■ **Provided information**
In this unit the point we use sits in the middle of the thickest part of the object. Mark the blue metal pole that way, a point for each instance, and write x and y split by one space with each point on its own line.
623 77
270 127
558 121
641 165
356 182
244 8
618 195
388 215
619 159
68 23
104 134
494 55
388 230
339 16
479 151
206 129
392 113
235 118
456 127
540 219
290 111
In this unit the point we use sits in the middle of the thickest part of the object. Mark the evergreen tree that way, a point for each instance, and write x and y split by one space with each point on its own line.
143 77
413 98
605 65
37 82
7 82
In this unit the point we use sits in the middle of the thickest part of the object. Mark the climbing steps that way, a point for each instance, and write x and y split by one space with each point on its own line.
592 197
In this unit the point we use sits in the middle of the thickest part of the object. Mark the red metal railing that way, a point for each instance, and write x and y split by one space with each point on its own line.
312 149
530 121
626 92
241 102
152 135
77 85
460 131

■ **What is needed**
Find the line that contains "Mark the evergreen". Write out that line and every line after it through the end of the data, exactly, and nothing else.

■ **Task output**
In this unit the point we use sits in the middle of the thickest part of the object. Mark the evergreen tree that way, a point for each instance, and write x and y split by one space with each point on its own line.
143 77
413 98
605 65
37 82
7 82
In this unit the point we use sits in the middle of the thickest part of the object. Mark the climbing steps that way, a point for each instance, and write x and y split by one space with each point on its own line.
592 197
In this unit the point we use sits in the middle of the thickest part of the object. Mark the red metal railing that way, a point for each instance, and write x and y split by one space with each point on its own line.
312 149
530 121
626 92
241 102
152 135
77 85
460 131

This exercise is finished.